# Data for this exercise:
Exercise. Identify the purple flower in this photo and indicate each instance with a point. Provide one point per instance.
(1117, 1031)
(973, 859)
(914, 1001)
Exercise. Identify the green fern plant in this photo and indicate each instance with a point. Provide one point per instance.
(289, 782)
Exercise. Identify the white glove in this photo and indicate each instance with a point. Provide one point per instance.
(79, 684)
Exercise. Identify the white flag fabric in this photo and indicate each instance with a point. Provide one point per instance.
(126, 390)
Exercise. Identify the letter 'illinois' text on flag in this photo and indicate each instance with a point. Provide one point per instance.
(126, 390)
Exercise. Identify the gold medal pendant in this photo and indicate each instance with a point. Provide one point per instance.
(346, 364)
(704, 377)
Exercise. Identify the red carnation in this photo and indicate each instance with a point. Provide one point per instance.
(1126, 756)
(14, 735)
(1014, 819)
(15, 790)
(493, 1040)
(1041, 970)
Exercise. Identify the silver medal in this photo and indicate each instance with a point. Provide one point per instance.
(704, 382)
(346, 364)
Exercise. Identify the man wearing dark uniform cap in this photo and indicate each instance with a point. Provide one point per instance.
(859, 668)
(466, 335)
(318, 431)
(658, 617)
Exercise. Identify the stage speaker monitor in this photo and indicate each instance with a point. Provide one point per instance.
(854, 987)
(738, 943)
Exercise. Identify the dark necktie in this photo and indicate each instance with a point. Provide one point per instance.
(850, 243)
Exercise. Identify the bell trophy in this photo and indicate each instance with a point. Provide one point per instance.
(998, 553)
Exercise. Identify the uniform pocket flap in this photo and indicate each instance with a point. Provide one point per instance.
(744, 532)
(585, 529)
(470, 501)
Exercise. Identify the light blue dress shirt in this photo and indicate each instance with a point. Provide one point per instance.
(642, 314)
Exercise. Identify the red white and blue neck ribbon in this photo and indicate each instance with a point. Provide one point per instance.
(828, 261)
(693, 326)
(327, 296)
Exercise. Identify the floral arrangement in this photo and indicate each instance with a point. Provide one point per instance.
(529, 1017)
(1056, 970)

# What is required:
Set down all of the entries exactly, please.

# Answer space:
Exercise. Identify the purple flower in this photo and indicate each instance with a point. Provide one point per instance.
(1117, 1031)
(973, 859)
(914, 1001)
Exercise. Identify the green fern plant in this photo and indicate each instance with a point. Provide one point per instance.
(289, 782)
Exercise. Identify the white glove in this photo and indicate each instance with a point. Provide one point per instance.
(79, 684)
Exercise. Identify the white flag fabric in this photo and indicate each instance with a point. Provide one point per instance.
(126, 390)
Exercise. Identify the letter 'illinois' text on flag in this photo and indicate each instance with a point. Provide one point per instance.
(126, 390)
Exercise. Identify the gold medal pendant in this photo and indicate each instance with a point. Provide one point per instance.
(346, 364)
(704, 377)
Exercise. Identify the red carnation in this photo and indicate each instance with a point. Provide one point per instance.
(1126, 756)
(14, 735)
(1014, 819)
(15, 790)
(493, 1040)
(1041, 970)
Exercise. Identify the silver medal in this photo and indicate each instance with a point. Provide one point per instance.
(704, 382)
(346, 364)
Exercise. Identify the man wearing dark uniform cap in this photo and indicate each instance with a point. Provide one point per instance.
(859, 668)
(466, 335)
(318, 431)
(658, 617)
Exercise. Identify the stage speaker monitor in this photo and indicate each instance with a point. Provide one point per instance.
(854, 987)
(738, 943)
Exercise. Identify the dark necktie in this photo and indicate each instance with a point. Provide one point per instance.
(850, 243)
Exercise. Identify the bell trophy in this photo and indicate each instance with a point. Provide one point per instance.
(998, 553)
Exercise. Identify the uniform pocket flap in this photo and indicate each instance with a point. Provide one point per instance.
(744, 532)
(585, 529)
(470, 501)
Exercise. Identify the light blue dress shirt in this photo and indicate each instance with a point. Provide one point per instance.
(642, 314)
Exercise. Identify the red white and blue neck ribbon in this photo and indicate each instance with a point. Provide one point per instance.
(828, 261)
(693, 326)
(327, 296)
Exercise. Identify the floral arrangement in this photo and indicate each instance with a point. Provide one point per instance.
(529, 1017)
(1056, 970)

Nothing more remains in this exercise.